***** Excerpted records

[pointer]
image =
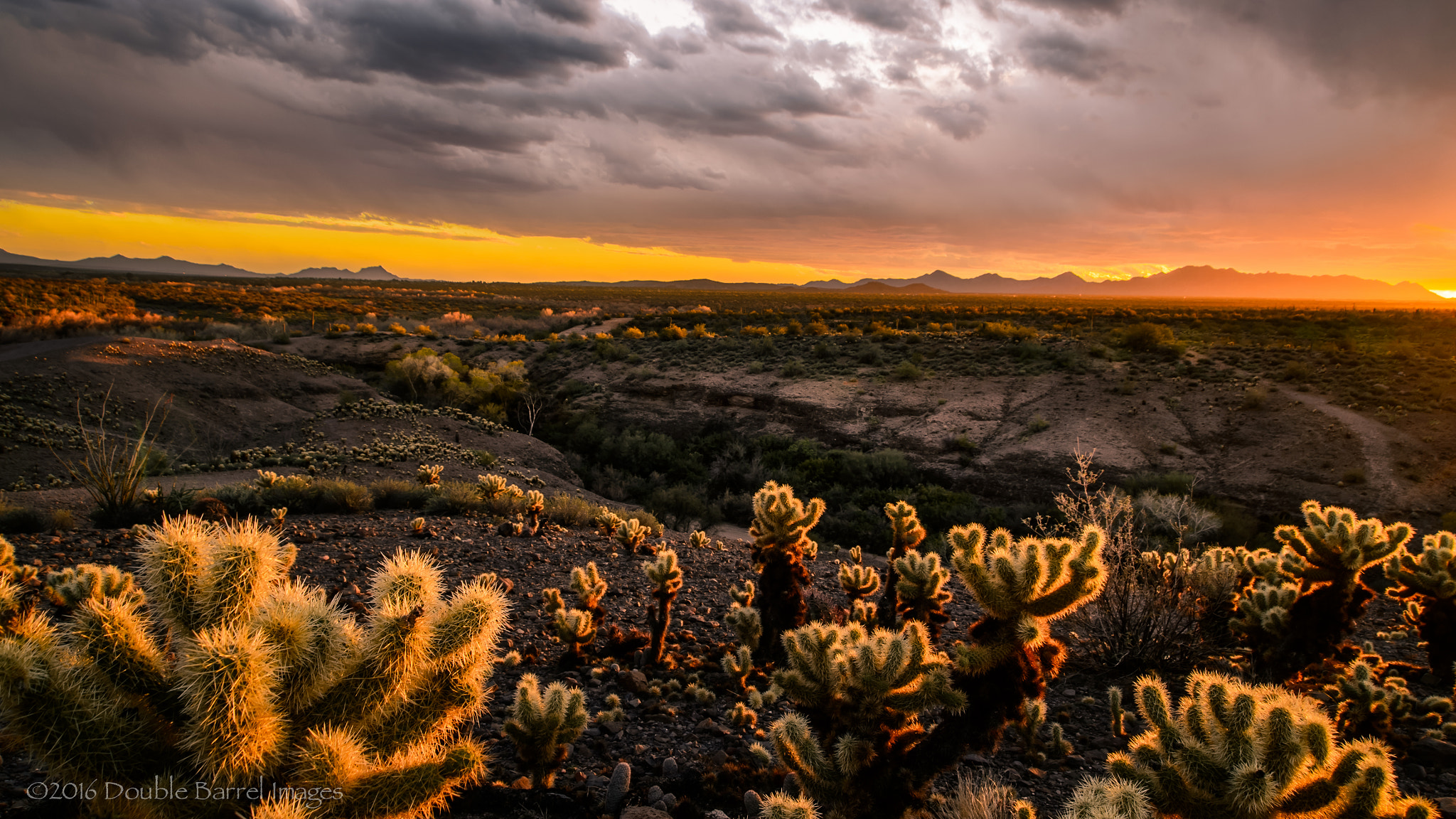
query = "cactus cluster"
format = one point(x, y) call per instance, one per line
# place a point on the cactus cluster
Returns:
point(230, 672)
point(1233, 751)
point(543, 724)
point(781, 523)
point(1372, 701)
point(1300, 612)
point(858, 700)
point(668, 580)
point(1426, 580)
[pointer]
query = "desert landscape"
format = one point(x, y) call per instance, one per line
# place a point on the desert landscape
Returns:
point(650, 429)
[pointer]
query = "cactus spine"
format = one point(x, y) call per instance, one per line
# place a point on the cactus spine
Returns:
point(1322, 563)
point(265, 678)
point(1428, 582)
point(906, 535)
point(921, 591)
point(781, 523)
point(545, 726)
point(1235, 751)
point(668, 582)
point(862, 692)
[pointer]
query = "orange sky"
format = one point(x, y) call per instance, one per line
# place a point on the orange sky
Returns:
point(739, 140)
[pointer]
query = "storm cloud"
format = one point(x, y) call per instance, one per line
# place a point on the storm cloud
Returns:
point(815, 132)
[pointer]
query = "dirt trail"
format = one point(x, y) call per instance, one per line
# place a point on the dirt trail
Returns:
point(1375, 442)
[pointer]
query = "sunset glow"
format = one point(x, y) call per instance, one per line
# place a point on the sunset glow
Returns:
point(739, 140)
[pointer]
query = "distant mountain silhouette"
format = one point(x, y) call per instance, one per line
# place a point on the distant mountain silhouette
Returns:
point(376, 273)
point(127, 264)
point(1187, 282)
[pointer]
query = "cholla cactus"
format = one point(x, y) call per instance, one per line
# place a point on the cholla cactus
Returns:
point(743, 716)
point(668, 582)
point(858, 580)
point(739, 665)
point(543, 727)
point(1114, 707)
point(1325, 560)
point(533, 505)
point(1428, 583)
point(1103, 798)
point(1235, 751)
point(1372, 701)
point(264, 680)
point(575, 630)
point(72, 587)
point(632, 535)
point(785, 806)
point(906, 535)
point(606, 520)
point(491, 487)
point(781, 523)
point(865, 692)
point(590, 588)
point(921, 591)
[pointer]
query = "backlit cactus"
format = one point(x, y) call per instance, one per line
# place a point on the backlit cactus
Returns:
point(904, 535)
point(632, 535)
point(864, 692)
point(1428, 583)
point(1372, 701)
point(668, 580)
point(1233, 751)
point(781, 523)
point(1324, 559)
point(264, 680)
point(921, 591)
point(72, 587)
point(543, 726)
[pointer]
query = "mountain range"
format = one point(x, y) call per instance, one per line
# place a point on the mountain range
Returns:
point(179, 267)
point(1193, 282)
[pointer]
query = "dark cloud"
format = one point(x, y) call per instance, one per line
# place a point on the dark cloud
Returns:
point(734, 18)
point(433, 41)
point(1079, 8)
point(1065, 54)
point(1360, 44)
point(960, 122)
point(886, 15)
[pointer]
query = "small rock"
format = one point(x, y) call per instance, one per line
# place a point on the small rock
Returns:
point(632, 681)
point(1439, 749)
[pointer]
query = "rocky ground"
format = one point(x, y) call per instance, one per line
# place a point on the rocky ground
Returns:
point(708, 751)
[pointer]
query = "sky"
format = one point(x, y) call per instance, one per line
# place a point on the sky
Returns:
point(740, 140)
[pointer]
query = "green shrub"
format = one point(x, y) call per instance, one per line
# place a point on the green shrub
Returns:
point(393, 493)
point(569, 510)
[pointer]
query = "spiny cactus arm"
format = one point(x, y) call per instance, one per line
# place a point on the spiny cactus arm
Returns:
point(1432, 572)
point(858, 580)
point(415, 788)
point(1104, 798)
point(112, 634)
point(439, 705)
point(173, 556)
point(796, 745)
point(1082, 579)
point(904, 525)
point(779, 519)
point(589, 587)
point(785, 806)
point(235, 730)
point(76, 730)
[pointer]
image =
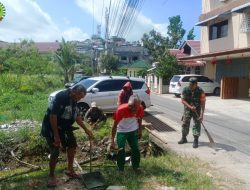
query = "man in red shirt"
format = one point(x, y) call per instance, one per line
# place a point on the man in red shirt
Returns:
point(127, 127)
point(125, 93)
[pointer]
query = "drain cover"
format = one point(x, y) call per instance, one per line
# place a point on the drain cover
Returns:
point(157, 124)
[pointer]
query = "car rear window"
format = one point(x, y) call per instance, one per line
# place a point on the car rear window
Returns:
point(175, 78)
point(137, 84)
point(186, 79)
point(87, 82)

**********

Report every line in the data that holds "spiny", copying each one.

query = "spiny cactus arm"
# place a point on the spiny cactus arm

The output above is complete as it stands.